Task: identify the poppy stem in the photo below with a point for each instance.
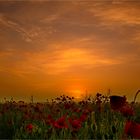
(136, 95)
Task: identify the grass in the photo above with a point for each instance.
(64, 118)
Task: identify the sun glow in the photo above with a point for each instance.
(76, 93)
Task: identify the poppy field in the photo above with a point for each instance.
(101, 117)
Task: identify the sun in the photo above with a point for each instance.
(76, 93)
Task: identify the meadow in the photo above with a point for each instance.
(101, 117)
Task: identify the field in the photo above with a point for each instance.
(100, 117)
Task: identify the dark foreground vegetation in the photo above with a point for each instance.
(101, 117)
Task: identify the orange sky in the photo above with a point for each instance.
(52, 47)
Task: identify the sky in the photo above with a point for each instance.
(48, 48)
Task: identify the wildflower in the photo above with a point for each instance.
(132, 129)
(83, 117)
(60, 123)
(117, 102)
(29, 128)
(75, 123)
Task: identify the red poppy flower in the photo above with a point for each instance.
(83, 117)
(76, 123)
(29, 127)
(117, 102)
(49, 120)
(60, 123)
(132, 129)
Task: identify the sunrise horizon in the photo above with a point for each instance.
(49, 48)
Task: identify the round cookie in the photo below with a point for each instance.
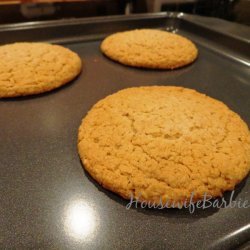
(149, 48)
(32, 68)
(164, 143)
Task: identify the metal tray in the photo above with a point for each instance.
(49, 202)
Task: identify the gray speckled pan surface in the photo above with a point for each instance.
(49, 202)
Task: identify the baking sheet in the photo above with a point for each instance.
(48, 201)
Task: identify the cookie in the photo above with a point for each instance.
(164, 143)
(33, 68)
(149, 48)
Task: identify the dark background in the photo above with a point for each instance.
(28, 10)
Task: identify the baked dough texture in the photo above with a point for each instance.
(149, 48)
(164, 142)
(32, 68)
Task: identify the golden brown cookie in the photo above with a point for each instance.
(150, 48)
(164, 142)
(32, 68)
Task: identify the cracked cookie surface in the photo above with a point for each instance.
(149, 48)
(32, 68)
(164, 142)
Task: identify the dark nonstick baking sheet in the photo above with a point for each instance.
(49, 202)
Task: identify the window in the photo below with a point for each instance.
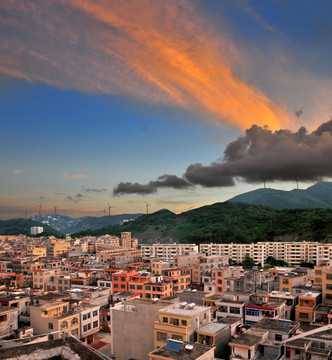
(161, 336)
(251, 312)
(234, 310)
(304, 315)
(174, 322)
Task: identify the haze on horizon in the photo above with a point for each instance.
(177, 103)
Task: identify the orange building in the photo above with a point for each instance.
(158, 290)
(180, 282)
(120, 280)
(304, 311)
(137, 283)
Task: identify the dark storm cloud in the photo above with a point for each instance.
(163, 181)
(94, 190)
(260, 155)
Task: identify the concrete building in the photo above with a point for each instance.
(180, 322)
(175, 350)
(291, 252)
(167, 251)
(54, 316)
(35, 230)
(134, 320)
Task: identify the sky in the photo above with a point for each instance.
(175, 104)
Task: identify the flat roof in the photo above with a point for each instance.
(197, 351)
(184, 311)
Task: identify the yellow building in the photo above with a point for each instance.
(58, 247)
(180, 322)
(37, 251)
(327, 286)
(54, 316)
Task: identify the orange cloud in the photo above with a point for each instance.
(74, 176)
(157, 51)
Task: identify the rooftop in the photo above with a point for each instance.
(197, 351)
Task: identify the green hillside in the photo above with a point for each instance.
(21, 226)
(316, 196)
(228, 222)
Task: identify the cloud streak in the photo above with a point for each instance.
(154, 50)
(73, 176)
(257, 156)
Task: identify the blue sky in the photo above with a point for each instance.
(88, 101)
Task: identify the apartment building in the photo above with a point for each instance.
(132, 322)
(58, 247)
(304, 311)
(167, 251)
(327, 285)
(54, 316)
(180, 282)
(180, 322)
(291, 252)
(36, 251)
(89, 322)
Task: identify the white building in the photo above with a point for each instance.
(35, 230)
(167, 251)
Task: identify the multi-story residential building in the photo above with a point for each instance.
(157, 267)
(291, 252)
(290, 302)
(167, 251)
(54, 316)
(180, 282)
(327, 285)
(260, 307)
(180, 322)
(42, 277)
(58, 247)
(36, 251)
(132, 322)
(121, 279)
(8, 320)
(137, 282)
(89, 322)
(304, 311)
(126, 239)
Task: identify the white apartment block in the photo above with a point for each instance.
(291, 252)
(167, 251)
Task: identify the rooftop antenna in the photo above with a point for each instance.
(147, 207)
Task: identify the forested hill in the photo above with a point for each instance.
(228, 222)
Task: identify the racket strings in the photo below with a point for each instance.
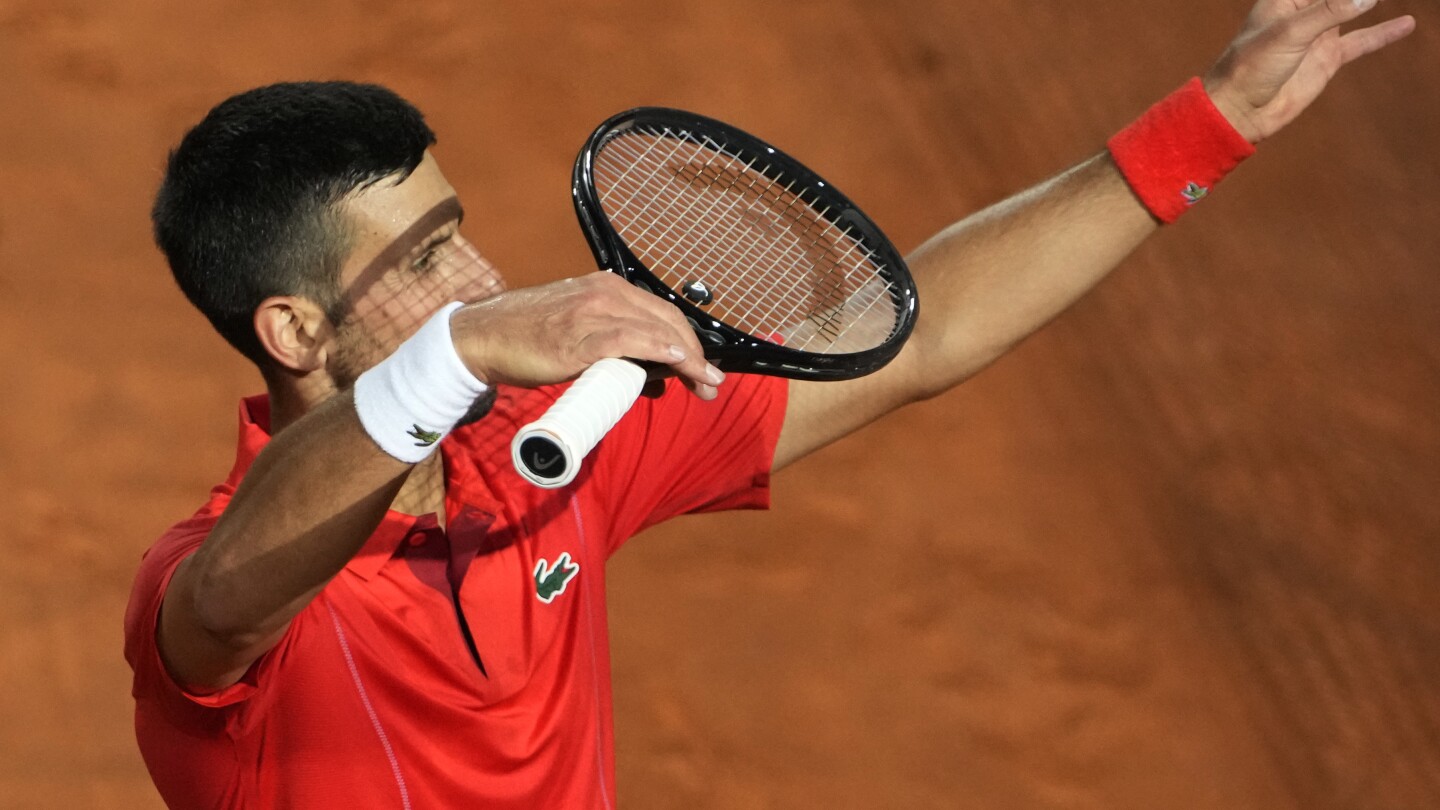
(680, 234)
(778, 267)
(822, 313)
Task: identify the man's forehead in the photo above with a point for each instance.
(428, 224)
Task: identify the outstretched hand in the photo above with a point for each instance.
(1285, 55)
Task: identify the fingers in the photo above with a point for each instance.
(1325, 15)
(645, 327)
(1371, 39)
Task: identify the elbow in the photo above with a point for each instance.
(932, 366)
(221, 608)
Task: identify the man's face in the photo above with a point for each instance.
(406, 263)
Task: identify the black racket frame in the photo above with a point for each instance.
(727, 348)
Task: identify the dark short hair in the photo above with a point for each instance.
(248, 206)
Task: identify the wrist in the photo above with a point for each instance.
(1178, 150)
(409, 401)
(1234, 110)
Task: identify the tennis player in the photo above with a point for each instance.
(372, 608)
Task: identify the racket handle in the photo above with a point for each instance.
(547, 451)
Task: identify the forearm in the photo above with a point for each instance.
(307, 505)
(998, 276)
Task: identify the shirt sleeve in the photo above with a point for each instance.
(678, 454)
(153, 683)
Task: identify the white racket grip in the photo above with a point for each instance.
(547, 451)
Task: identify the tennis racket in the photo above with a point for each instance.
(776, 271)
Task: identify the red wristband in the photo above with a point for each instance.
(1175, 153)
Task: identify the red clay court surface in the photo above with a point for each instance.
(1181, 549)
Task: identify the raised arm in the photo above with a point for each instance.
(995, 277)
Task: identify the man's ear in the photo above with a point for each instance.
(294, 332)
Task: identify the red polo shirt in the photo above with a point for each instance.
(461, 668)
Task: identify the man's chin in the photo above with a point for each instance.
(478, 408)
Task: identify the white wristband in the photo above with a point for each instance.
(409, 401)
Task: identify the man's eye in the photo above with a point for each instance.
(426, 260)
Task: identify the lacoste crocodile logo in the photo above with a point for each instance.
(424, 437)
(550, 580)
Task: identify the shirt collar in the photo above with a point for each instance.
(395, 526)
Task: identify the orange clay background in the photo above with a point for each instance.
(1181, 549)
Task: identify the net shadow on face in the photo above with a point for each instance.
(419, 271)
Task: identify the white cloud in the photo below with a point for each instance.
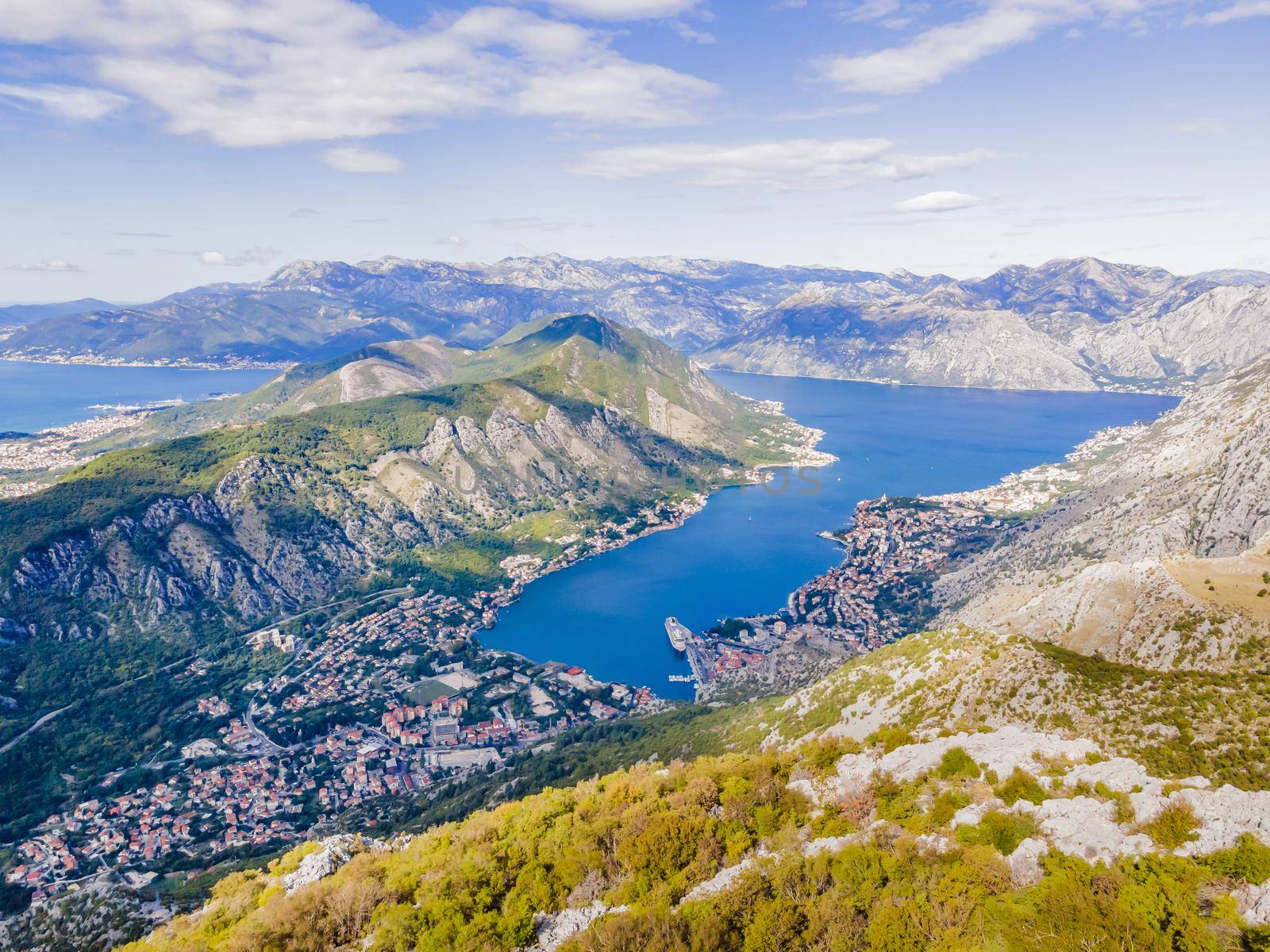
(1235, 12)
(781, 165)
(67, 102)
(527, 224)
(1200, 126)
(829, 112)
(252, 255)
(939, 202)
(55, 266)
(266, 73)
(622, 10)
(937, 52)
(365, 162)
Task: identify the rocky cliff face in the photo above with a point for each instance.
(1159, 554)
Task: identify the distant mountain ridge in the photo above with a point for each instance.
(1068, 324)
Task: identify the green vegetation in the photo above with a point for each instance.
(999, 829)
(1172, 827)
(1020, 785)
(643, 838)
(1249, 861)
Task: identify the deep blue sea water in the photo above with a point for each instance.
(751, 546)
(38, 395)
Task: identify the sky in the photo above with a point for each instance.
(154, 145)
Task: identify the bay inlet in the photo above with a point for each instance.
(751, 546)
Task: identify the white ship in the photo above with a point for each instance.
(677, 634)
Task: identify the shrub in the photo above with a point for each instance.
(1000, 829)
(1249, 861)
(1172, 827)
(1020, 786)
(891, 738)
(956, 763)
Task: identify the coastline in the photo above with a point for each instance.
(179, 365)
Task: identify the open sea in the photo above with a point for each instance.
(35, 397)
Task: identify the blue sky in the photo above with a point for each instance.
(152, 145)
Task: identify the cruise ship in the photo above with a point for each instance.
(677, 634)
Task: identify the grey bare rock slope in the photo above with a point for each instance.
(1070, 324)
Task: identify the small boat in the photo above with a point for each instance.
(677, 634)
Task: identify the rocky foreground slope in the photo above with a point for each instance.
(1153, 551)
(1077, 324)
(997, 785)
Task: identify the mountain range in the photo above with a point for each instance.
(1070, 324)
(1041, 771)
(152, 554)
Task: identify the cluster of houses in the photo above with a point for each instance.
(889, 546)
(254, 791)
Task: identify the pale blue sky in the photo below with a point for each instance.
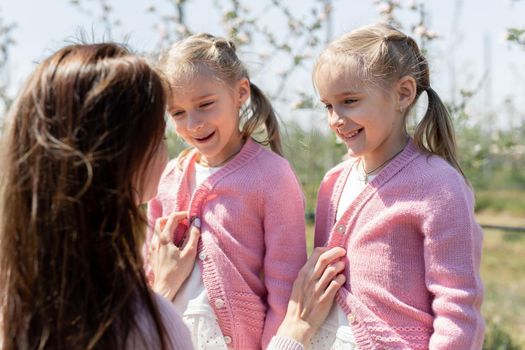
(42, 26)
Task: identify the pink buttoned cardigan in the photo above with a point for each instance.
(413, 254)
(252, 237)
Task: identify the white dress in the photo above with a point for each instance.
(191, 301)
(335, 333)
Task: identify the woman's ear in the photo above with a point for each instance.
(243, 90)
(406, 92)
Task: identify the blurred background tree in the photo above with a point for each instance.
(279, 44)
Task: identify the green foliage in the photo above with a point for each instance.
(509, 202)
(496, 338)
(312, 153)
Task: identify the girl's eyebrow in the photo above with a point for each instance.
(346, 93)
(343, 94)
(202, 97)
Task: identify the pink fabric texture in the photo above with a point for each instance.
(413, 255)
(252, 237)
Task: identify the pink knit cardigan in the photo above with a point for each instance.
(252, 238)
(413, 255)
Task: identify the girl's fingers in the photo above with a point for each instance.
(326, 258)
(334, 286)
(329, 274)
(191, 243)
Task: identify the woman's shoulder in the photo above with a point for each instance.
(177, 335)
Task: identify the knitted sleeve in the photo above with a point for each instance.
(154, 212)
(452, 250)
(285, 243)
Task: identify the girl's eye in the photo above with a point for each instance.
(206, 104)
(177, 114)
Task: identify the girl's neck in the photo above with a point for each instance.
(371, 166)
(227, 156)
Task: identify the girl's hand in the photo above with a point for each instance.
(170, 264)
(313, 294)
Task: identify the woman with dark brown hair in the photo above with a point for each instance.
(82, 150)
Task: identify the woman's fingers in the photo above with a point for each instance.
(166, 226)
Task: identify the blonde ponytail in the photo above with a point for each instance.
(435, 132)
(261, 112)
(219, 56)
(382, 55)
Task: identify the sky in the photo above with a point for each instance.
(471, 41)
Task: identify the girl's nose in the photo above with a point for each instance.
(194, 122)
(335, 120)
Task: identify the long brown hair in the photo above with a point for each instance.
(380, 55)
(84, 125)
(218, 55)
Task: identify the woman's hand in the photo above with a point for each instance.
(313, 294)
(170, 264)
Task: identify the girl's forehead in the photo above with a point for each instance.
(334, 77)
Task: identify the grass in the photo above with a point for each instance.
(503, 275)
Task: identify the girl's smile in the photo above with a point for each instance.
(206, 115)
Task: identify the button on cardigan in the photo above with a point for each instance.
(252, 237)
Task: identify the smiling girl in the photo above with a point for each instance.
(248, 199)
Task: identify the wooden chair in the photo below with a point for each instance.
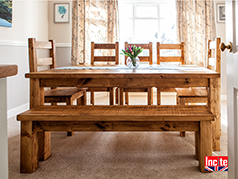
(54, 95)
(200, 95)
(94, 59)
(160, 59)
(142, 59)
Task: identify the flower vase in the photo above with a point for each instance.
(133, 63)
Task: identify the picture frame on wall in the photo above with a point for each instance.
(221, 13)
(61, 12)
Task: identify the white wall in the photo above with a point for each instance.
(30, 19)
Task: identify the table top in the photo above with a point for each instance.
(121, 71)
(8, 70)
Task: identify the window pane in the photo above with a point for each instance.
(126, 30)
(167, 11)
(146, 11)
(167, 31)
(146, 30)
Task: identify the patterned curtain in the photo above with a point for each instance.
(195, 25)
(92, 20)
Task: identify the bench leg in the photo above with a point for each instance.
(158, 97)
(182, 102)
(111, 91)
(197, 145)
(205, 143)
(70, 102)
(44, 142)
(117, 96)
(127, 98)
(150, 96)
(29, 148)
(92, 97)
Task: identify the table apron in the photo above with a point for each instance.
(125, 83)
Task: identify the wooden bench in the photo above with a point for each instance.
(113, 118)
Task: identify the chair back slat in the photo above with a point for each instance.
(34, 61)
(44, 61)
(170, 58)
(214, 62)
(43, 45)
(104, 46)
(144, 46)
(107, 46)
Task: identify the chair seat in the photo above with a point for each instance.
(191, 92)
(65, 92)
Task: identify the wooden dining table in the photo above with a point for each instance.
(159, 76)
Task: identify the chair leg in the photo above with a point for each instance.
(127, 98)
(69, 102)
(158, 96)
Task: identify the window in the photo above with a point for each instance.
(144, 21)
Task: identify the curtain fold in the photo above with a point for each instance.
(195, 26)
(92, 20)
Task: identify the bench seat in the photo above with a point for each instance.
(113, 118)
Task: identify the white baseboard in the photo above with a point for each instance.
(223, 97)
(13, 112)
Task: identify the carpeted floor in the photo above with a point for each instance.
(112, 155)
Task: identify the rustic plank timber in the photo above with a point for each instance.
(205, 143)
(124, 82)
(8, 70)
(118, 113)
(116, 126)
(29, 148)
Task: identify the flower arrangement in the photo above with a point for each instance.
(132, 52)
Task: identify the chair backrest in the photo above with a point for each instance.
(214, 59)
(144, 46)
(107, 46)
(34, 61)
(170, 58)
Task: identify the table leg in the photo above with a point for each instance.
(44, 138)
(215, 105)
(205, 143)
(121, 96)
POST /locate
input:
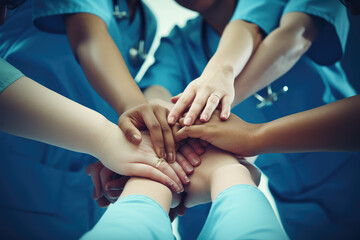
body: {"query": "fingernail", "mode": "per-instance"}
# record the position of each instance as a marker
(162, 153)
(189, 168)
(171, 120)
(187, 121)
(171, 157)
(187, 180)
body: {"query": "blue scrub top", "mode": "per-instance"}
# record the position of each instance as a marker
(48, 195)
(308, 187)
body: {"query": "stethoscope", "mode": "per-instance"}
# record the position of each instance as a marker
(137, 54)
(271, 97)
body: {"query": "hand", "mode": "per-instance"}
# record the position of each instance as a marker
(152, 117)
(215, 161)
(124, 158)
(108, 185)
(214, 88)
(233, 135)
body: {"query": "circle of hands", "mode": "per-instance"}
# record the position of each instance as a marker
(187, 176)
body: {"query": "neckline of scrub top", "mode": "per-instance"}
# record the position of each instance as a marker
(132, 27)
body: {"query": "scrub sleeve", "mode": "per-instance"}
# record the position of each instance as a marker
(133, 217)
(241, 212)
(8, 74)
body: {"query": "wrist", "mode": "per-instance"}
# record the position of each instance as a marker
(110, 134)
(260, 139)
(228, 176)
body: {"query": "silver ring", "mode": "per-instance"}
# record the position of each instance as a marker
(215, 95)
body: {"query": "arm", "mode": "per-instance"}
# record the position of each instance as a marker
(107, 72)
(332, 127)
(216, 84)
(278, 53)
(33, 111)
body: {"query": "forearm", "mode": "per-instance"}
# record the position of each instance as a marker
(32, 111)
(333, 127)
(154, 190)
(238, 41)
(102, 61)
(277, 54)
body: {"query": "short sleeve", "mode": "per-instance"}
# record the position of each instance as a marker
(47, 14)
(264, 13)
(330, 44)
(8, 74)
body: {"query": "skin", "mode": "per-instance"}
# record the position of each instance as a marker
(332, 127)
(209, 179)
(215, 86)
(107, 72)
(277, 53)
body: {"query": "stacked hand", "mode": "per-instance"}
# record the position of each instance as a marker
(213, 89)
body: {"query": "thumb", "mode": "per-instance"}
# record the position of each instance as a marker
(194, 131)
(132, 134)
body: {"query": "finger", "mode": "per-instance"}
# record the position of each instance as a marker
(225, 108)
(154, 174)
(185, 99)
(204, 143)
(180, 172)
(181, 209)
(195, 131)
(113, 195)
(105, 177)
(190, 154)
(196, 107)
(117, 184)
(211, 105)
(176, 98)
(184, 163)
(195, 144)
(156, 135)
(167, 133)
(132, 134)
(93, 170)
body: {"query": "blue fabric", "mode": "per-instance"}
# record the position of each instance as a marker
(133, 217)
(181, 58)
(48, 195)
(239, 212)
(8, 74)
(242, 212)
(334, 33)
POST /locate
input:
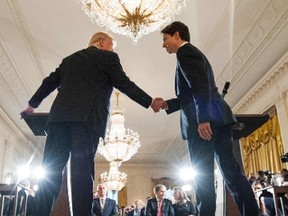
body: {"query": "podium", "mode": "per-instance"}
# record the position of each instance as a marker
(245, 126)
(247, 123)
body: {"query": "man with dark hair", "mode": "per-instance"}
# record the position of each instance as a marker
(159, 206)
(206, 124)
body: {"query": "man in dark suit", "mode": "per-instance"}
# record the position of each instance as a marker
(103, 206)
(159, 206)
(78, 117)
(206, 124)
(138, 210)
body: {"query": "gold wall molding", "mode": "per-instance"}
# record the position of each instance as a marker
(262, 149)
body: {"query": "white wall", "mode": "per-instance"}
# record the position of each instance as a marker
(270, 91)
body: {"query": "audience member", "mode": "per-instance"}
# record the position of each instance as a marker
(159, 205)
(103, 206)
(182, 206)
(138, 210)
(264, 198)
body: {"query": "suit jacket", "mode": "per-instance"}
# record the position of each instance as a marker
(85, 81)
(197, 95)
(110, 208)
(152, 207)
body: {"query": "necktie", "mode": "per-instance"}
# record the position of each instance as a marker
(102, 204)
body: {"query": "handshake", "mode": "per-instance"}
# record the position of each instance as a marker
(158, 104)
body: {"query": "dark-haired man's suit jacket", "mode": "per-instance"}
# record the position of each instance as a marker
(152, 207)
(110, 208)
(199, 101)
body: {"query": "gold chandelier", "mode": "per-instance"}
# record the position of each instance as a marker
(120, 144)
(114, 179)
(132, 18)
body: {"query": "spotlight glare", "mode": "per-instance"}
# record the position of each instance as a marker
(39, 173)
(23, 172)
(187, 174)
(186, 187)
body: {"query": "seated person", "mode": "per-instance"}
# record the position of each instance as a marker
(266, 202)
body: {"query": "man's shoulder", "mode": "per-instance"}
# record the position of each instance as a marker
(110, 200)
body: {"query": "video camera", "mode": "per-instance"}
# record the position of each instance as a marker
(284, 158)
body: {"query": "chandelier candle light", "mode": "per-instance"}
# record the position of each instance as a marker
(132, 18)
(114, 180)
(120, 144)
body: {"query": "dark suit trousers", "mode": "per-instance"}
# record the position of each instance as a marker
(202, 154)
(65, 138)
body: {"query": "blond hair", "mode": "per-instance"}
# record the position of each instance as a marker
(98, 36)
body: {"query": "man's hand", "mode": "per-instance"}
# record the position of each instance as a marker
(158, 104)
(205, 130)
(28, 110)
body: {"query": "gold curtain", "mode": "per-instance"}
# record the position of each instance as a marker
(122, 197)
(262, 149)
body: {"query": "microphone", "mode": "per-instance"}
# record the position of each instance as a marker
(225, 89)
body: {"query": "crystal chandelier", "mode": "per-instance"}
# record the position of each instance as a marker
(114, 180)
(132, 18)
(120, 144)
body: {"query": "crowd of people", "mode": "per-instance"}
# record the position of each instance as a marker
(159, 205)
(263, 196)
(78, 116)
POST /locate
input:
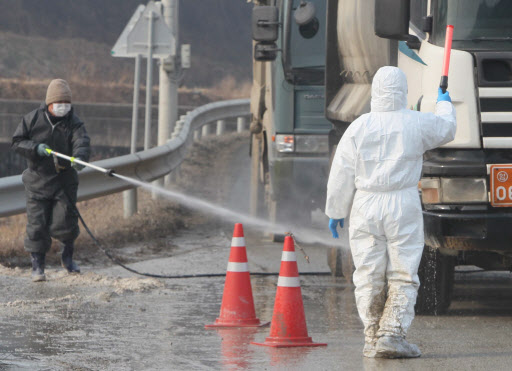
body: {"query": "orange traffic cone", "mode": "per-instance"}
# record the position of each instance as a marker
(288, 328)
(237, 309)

__________________________________________________

▸ **Required work**
Return every line of the records above that contains the string "orange". Matching is case-sensitive.

▸ **Written solution**
Task: identify the orange sky in the photo above with a point for each instance.
Task: identify the orange building in the photo above with a point for each instance.
Task: identify the orange cloud in the photo above with a point for each instance.
Task: identify the orange clay background in the photo above with a point for each instance.
body: {"query": "orange traffic cone", "mode": "per-instance"}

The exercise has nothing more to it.